## Page text
· · ·

Or you just want to have the data in the best quality for archival purposes?

if that is so, you are losing your time because that if you had better
speakers the sound would be better than you now have.

mp3 with a good sound system will be better than non compressed with a poor
or mediocre sound system...
 
S

Stephan Rose

you can actually hear the difference between a good MP3 and a non lossy
format?
Or you just want to have the data in the best quality for archival
purposes?

if that is so, you are losing your time because that if you had better
speakers the sound would be better than you now have.

mp3 with a good sound system will be better than non compressed with a
poor or mediocre sound system...

Given equal sound systems, MP3 *cannot* be better as it is a lossy
format. Something *is* missing. Of course if you play back a lossless
format with a bad enough sound system, a lossy format can sound better
with a better sound system. But at that point in time, sound system
quality is the deciding factor here, not encoding. Compare apples to
apples please and not to oranges.

· · ·

(A block of data)
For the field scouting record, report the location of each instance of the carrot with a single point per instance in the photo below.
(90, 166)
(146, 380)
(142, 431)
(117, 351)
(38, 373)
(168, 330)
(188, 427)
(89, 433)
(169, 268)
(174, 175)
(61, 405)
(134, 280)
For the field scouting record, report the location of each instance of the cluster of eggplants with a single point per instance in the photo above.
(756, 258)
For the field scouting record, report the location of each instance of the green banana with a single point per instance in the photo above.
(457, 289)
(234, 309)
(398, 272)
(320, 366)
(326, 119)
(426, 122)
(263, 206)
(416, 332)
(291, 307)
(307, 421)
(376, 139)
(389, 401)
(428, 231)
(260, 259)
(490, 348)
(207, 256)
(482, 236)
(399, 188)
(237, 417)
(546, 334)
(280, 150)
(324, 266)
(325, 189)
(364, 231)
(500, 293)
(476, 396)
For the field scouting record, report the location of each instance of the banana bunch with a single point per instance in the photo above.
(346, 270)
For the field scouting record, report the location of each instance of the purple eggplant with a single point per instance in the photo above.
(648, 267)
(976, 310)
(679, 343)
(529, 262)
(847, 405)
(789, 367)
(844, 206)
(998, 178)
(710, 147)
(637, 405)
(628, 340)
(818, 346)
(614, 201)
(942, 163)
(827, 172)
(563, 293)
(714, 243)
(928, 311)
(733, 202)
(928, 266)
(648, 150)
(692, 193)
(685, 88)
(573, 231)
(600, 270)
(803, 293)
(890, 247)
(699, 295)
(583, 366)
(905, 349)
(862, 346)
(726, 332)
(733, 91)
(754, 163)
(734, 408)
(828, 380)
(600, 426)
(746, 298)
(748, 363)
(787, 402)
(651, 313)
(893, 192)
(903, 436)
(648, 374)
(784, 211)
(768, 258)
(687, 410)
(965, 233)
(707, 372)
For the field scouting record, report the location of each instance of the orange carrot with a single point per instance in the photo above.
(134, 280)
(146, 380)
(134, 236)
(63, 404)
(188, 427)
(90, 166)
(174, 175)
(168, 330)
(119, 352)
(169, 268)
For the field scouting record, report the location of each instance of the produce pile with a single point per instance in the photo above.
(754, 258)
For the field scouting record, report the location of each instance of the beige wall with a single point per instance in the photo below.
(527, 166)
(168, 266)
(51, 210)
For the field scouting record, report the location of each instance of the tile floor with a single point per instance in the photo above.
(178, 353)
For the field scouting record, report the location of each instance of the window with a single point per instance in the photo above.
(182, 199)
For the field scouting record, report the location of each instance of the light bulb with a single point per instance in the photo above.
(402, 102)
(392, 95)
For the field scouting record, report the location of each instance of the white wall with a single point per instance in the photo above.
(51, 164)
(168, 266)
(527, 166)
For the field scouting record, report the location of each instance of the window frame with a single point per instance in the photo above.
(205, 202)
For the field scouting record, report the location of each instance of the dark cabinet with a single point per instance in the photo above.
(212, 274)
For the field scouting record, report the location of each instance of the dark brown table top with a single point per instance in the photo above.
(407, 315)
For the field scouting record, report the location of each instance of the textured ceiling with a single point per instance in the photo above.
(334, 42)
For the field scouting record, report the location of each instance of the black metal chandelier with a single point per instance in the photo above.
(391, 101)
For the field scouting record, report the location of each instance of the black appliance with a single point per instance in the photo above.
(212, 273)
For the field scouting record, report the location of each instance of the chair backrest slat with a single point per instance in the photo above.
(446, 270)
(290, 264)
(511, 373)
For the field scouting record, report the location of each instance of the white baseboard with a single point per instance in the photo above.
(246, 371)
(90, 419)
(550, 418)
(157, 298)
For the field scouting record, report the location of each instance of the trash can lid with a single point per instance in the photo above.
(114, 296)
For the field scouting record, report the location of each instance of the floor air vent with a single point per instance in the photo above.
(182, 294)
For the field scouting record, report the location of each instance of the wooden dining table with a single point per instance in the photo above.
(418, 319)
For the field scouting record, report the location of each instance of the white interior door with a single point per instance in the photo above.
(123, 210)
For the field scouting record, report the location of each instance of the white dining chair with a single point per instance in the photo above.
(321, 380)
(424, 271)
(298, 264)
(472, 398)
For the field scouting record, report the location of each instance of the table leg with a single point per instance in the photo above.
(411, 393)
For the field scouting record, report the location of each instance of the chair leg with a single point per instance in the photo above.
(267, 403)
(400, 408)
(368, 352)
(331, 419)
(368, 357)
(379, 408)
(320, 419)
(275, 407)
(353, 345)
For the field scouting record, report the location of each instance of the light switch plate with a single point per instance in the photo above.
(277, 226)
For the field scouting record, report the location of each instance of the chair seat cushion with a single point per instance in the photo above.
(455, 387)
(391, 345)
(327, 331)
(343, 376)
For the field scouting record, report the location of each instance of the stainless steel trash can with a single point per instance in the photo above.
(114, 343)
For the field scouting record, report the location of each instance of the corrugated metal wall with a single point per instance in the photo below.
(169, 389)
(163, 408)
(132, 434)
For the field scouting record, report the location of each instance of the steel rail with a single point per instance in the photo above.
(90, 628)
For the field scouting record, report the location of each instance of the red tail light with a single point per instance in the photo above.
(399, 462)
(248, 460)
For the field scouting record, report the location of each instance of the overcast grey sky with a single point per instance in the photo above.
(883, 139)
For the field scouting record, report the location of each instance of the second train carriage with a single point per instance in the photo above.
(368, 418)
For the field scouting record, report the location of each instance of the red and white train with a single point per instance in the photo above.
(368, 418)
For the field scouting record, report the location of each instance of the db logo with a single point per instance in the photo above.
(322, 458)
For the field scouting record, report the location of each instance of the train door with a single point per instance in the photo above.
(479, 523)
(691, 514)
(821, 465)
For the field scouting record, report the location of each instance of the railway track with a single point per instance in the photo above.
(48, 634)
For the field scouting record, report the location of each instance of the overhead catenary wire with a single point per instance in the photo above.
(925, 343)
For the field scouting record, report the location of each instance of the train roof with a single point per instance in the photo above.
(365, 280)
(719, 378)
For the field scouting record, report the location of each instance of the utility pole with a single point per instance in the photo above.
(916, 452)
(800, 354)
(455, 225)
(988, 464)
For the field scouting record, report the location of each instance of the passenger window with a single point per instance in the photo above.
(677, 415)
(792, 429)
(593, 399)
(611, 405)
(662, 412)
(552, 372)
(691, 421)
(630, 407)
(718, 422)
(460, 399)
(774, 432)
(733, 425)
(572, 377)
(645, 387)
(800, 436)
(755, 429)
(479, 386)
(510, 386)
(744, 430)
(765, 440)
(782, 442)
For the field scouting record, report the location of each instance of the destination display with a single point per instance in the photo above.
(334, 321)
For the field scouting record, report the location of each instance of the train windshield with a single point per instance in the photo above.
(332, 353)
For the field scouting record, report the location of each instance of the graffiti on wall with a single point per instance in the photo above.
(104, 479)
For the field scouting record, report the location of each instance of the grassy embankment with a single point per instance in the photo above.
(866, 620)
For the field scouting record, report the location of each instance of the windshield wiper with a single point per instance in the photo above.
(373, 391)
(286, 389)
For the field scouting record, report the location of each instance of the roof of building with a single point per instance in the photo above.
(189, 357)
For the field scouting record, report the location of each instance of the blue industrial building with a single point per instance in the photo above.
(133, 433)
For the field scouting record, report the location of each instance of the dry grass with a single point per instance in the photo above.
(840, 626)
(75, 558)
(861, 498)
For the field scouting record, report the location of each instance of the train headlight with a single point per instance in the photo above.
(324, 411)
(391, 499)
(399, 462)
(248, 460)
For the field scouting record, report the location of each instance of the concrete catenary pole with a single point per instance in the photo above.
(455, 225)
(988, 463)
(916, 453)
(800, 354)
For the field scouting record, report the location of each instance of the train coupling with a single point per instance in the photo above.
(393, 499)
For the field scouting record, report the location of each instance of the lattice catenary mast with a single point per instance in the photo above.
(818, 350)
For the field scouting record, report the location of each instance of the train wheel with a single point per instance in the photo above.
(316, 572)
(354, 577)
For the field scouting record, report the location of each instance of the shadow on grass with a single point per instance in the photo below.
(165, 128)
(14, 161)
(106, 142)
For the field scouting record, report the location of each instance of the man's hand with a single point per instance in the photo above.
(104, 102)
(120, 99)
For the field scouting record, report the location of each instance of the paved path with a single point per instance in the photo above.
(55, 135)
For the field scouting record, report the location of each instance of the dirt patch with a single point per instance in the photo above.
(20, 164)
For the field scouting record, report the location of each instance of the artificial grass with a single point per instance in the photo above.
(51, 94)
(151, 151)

· · ·

## Brief
Pick up the discussion of MP3 versus lossless audio quality where it leaves off, and keep writing it.

## Result for this exercise
That said, yes one of my reasons is for archival purposes. And the second
reason is why save in a lossy format when I have a lossless format? It
makes no sense. It's not that I'm short on hard drive space or anything.
Actually contemplating on building a 2 terabyte raid array soon.

Also it depends a little on the type of music. Someone encoding the
latest crap...err...rap, (sorry...typo, pretty much the same word
anyway), doesn't really need much of an encoding. It's not that there is
any quality in the so called music to begin with so not much is needed to
encode it.

But some of the stuff I listen to does have a dynamic range that goes
beyond what's needed to record someone screaming "**** that bitch" into a
microphone.

So yea, I like using lossless formats.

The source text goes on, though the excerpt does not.